* [Brano da leggere]:
────
|
Édito
Tenere la posizione
– Che cosa possono avere in comune la nota ministeriale del 5 febbraio
2007 avente come oggetto Linee di indirizzo generali ed azioni a livello
nazionale per la prevenzione e la lotta al bullismo e il romanzo
di Antonio Scurati Il sopravvissuto? I due testi, in modo diverso,
riconoscono la complessità, l’insostituibilità della
professione docente e la necessità per gli adulti che hanno a che
fare con minori all’interno di istituzioni educative di sostegno,
appoggio, gratificazioni per mantenere l’equilibrio e “tenere
la posizione”.
I ragazzi “al termine di una lunga litania di incontri con individui
disassati, padri che non legiferavano, educatori che non educavano, insegnanti
che si limitavano ad insegnare, si erano imbattuti in uno che, almeno
una volta, aveva fatto ciò che da lui ci si aspettava che facesse.
Uno che, ostinatamente, stolidamente, nel mezzo di una rotta, si era attestato
sull’ultimo baluardo della piena identità con se stesso.
E aveva tenuto la posizione. Tutto qui. Nient’altro. Soltanto di
questo quei ragazzi avevano un disperato bisogno”. è
la voce del prof. Andrea Marescalchi, protagonista del romanzo di Scurati,
unico sopravvissuto alla strage della commissione d’esame di cui
faceva parte, mentre ricerca il senso del suo insegnare e della risposta
alla domanda supplice di un suo allievo “M’illumini professore!”.
────
* [Cosa fare]:
Traduci in inglese questa frase dell'editoriale: «Uno che, ostinatamente, stolidamente, nel mezzo di una rotta, si era attestato sull’ultimo baluardo della piena identità con se stesso.»

* [Voci]:
────
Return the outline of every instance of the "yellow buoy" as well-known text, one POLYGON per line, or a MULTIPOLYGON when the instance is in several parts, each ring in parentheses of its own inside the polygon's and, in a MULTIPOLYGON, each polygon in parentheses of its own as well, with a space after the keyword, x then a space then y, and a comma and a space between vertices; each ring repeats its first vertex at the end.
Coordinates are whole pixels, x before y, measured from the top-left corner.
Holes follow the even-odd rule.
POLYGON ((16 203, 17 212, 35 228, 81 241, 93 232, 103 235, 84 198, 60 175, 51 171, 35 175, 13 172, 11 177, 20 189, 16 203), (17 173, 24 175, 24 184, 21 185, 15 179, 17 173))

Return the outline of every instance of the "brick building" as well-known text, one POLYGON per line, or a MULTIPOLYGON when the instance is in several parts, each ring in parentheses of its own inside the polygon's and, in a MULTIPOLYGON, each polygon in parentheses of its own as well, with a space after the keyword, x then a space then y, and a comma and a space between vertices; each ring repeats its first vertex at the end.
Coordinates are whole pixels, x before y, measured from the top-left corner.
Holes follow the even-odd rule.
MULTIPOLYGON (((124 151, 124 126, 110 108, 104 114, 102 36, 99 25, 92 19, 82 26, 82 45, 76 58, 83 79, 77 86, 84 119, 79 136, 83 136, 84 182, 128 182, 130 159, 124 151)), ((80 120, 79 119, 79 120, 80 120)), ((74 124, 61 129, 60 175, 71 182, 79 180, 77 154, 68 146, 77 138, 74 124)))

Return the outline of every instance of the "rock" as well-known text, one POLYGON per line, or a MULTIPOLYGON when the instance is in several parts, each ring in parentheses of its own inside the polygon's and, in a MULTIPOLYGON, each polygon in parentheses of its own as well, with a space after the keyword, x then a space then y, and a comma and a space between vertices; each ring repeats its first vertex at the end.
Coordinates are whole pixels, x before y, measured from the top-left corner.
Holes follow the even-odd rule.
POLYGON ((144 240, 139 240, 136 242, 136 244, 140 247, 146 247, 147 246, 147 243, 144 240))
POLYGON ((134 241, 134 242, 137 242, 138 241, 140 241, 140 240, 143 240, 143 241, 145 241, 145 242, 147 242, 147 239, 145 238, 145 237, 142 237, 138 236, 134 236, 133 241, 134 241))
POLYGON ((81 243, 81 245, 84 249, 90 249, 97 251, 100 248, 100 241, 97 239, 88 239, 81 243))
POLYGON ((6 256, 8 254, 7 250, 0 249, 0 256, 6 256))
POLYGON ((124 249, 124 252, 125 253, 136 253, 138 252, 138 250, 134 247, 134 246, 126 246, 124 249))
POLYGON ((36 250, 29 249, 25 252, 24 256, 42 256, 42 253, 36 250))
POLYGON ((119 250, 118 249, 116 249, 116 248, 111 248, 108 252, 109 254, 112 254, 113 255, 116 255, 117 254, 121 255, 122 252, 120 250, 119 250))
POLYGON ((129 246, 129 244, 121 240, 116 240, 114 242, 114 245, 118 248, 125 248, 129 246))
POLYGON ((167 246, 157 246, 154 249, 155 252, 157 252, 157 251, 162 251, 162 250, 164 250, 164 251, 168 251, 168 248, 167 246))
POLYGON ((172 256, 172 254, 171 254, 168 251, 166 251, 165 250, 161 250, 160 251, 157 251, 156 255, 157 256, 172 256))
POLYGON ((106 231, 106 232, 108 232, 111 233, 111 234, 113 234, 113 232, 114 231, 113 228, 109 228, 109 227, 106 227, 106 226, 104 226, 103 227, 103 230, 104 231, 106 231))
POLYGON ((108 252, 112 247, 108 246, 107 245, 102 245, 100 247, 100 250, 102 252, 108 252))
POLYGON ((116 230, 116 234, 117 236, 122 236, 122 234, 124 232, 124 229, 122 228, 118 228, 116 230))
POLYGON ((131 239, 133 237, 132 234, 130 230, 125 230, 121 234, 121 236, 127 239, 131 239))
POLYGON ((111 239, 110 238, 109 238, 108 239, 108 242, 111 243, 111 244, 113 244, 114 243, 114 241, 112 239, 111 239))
────
* [Risposta completa]:
Someone who, stubbornly, stolidly, in the midst of a rout, had taken his stand on the last bulwark of full identity with himself.